*** Source extract

On Wednesday, April 19, 2023 at 5:22:13 PM UTC-4 Sven Verdoolaege wrote:
On Wed, Apr 19, 2023 at 10:55:19AM -0700, Paul Vario wrote:
> Given the two perfect loopnests accessing the same array A (the 1st
> loopnest is a writer, the other is a reader), both accesses are via a
> linearized index (an affine function of loop index variables; s0, s1, t0,
> t1 represent strides)
>
> for (int i = 0; i < n0; i++)
> for (int j = 0; j < n1; j++) {
> int linearized_index = offsetS + i * s0 + j * s1

Are s0 and s1 variables or numerical constants?
In the first case, you cannot directly represent the linearized access in isl
and you'd have to delinearize it first.
See, e.g., https://dl.acm.org/doi/10.1145/2751205.2751248

Thanks a lot for the paper. s0, s1 and offsetS are numerical constants (at the isl set construction time in the code). We have the plan to later extend this access overlap check to the situation where s0, s1 and offsetS are variables (this probably requires us to represent them as parameters at the isl set construction time).

******
*** The input

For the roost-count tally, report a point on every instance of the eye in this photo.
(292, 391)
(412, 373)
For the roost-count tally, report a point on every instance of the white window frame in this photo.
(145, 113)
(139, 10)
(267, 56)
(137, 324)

******

◆ Given problem A:
Answer these about the isl discussion:
(i) What do s0, s1, t0, and t1 represent?
(ii) Which of the two loopnests is the writer?
(iii) According to the reply, what must be done with the linearized access if s0 and s1 are variables?
◆ Given problem B:
Print the stretch of the entries from the line containing "frame in this photo." through the end of the entries, reproducing each line without changes.

◆ Problem solution A:
(i) Strides.
(ii) The first loopnest.
(iii) It has to be delinearized first, because it cannot be directly represented in isl.

◆ Problem solution B:
For the roost-count tally, report a point on every instance of the white window frame in this photo.
(145, 113)
(139, 10)
(267, 56)
(137, 324)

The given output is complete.